課題 1: 日向市についての本文で、地域生産額の2割を占める移輸出産業として挙げられているものを答えよ。
課題 2: 日向市についての本文から、「地域生産額の2割を占める化学」で始まり「を得ないことが最大の要因だ。」まで続く箇所を、一字一句変えずに書き写せ。
課題 3: 日向市についての本文の続きを、最後の文の後から引き取って書き進めよ。

宮崎県日向市
船乗りに正確な地図と羅針盤が必要なように、地域づくりに客観的なデータは欠かせない。今回は、日向灘に面し、宮崎県有数の工業地帯として知られる日向市について、まちの羅針盤(地域づくりの方向性)を検討したい。
強い化学、高付加価値なサービス業が弱い
日向市の地域経済循環(生産↓分配↓支出と流れる所得の循環)は、財政移転や民間消費額の流入で域外から所得を稼ぐが、域際収支が大幅なマイナス(地域の貿易収支が赤字)のため、地域に所得が残りにくい構造となっている。
地域生産額の2割を占める化学という強い移輸出産業がありながら、域際収支が赤字の理由はなにか。
工業都市として、生活に必要なサービス(小売業や保健衛生・社会事業(医療や介護)など)は相応の基盤があるものの、暮らしを豊かにして地域に付加価値をもたらすサービス(「専門・科学技術、業務支援サービス業」「卸売業」など)が育っておらず、域外からの移輸入に頼らざるを得ないことが最大の要因だ。
化学と同様に食料品を含む第1次(関連)産業も移輸出産業化しており、産業基盤の足腰は強い。ただ、高付加価値なサービスがない、それが数字から見えてくる現状である。

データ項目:
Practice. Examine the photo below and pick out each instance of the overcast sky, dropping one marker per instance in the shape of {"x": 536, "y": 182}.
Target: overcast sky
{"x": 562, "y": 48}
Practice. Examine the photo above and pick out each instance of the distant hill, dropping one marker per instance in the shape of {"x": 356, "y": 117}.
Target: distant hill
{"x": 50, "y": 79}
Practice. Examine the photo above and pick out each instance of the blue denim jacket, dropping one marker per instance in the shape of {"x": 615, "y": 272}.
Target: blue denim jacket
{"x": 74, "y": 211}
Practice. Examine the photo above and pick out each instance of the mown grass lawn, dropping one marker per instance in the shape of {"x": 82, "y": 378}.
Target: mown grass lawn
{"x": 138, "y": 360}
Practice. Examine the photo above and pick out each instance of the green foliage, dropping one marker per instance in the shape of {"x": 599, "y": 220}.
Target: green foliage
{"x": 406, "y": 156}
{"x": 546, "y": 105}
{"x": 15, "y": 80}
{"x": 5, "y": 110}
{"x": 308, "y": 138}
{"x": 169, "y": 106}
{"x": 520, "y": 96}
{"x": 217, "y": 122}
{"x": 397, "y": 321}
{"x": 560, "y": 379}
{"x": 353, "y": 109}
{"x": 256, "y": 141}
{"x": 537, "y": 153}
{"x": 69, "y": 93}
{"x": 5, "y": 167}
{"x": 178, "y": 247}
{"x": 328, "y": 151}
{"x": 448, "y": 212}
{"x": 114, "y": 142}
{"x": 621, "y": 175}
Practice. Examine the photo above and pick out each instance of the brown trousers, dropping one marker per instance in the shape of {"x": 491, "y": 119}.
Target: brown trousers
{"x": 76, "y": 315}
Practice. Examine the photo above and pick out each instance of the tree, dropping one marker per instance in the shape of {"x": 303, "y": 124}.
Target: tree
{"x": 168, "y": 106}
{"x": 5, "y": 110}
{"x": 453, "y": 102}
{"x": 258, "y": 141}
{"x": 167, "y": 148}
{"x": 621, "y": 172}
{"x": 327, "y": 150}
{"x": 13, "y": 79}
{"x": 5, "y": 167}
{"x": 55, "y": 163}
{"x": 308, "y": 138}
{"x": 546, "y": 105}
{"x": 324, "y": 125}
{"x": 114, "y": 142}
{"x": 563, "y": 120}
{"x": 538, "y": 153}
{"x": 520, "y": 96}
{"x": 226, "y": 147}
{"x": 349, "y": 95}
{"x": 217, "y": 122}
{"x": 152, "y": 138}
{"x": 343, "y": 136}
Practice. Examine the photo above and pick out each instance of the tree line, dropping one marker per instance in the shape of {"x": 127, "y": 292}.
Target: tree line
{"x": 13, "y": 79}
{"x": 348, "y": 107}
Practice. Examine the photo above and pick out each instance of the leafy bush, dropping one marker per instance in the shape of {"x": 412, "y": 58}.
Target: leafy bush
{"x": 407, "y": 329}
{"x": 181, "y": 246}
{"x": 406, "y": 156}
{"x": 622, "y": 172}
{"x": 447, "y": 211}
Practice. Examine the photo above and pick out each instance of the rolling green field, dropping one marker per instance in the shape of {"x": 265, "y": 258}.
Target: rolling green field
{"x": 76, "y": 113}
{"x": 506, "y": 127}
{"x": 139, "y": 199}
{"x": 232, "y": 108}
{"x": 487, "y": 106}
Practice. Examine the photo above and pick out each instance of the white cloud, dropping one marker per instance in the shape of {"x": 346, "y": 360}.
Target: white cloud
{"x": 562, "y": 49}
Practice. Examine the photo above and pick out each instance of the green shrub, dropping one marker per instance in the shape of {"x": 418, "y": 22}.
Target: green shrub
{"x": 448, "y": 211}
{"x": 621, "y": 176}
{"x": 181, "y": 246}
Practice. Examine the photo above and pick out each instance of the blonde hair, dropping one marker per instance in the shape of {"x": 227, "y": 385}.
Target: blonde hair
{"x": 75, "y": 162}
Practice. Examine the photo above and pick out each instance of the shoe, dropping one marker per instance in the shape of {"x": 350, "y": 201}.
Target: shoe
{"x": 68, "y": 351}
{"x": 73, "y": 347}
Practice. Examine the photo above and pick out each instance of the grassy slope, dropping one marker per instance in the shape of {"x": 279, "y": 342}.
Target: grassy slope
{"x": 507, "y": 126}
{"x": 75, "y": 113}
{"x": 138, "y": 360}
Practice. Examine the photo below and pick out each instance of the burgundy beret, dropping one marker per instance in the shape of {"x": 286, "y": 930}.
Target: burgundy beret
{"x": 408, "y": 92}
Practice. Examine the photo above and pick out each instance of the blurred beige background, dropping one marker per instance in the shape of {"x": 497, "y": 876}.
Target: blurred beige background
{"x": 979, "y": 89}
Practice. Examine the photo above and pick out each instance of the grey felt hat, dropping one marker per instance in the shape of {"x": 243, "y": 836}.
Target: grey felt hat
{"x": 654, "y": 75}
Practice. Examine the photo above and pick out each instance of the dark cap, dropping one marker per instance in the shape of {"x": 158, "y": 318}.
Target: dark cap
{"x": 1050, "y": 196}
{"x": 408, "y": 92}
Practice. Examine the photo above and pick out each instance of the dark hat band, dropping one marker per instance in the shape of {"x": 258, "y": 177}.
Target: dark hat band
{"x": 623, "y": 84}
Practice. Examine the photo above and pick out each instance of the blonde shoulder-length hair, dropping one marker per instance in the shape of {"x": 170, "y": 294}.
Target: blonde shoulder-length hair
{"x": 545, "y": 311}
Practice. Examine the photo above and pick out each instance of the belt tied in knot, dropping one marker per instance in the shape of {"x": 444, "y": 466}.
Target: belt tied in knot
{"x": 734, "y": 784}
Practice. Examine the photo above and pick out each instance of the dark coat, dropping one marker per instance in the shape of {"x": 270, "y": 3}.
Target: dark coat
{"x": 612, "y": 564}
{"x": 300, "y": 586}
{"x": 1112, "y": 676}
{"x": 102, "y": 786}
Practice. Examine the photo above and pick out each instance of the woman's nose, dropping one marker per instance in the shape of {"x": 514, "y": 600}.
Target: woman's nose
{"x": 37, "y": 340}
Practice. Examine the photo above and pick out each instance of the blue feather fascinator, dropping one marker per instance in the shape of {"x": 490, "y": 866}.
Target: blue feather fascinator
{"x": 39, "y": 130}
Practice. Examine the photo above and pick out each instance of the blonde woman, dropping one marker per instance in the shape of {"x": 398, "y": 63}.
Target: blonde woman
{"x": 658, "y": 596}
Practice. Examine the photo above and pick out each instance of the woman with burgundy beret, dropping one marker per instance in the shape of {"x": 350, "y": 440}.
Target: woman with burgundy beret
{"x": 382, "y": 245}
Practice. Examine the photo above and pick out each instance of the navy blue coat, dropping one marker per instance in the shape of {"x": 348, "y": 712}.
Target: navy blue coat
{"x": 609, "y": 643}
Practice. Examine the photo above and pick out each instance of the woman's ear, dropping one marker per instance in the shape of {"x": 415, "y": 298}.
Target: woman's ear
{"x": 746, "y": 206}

解答文 1: 化学

解答文 2:
地域生産額の2割を占める化学という強い移輸出産業がありながら、域際収支が赤字の理由はなにか。
工業都市として、生活に必要なサービス(小売業や保健衛生・社会事業(医療や介護)など)は相応の基盤があるものの、暮らしを豊かにして地域に付加価値をもたらすサービス(「専門・科学技術、業務支援サービス業」「卸売業」など)が育っておらず、域外からの移輸入に頼らざるを得ないことが最大の要因だ。

解答文 3:
現在、日向市の地方創生総合戦略でサーフィンを活用したまちづくりが位置付けられ、サーフタウン構想「リラックス・サーフタウン日向」プロジェクト(以下、「サーフプロジェクト」)が進められている。サーフィンを切り口に人を呼び込み、豊かな自然に触れてもらい、定住につなげようとする計画だ。2016~19年度の累計で237人の移住者を獲得、全員がサーファーか不明だが、地域のイメージが向上していることは間違いない(なお、21年1月1日時点でGoogle検索にサーフィンと入力すると検索候補筆頭に日向が表示される)。
人を引き付けるフックの多様化を
ただ、総人口の減少はとどまる気配はなく(2015↓2020年:6万3000↓6万1000人)、サーフプロジェクトをさらに推進し、バージョンアップすることが必要ではないか。
具体的には、サーフィンで呼び込んだ人に、豊かな自然だけでなく、地域に眠るさまざまな資源を活用し、より積極的に満足を与えていく、そのためのサービス(を提供する事業)を増やすことだ。呼び込んだサーファーが、次に日向市を訪れる際、サーフィンに興味がない人も誘えるような、当市ならではのコンテンツを開発することが求められる。
域内資源の活用と地場サービス業の育成によって域際収支が改善されるのみならず、サーフィン以外の多様な訴求力が創出されて人を呼び込む間口の拡大にもつながるのだ。
日向市には強い第1次産業があるが、域内資源はそれに限らない。福島県会津若松市の七日町通りでは、歴史的建築物の外観をあえて昔の風情に戻すこと(修景事業)で、地域ににぎわいを取り戻した。島根県江津市では、ビジネスプランコンテスト「Go-Con」を継続することで地場サービス業の土壌を再興し、一度は廃れた駅前に民間主導でホテルを建設するまでになった。いずれも域内資源を活用して新たに満足を提供するサービス(サティスファクション)を生み出した事例である。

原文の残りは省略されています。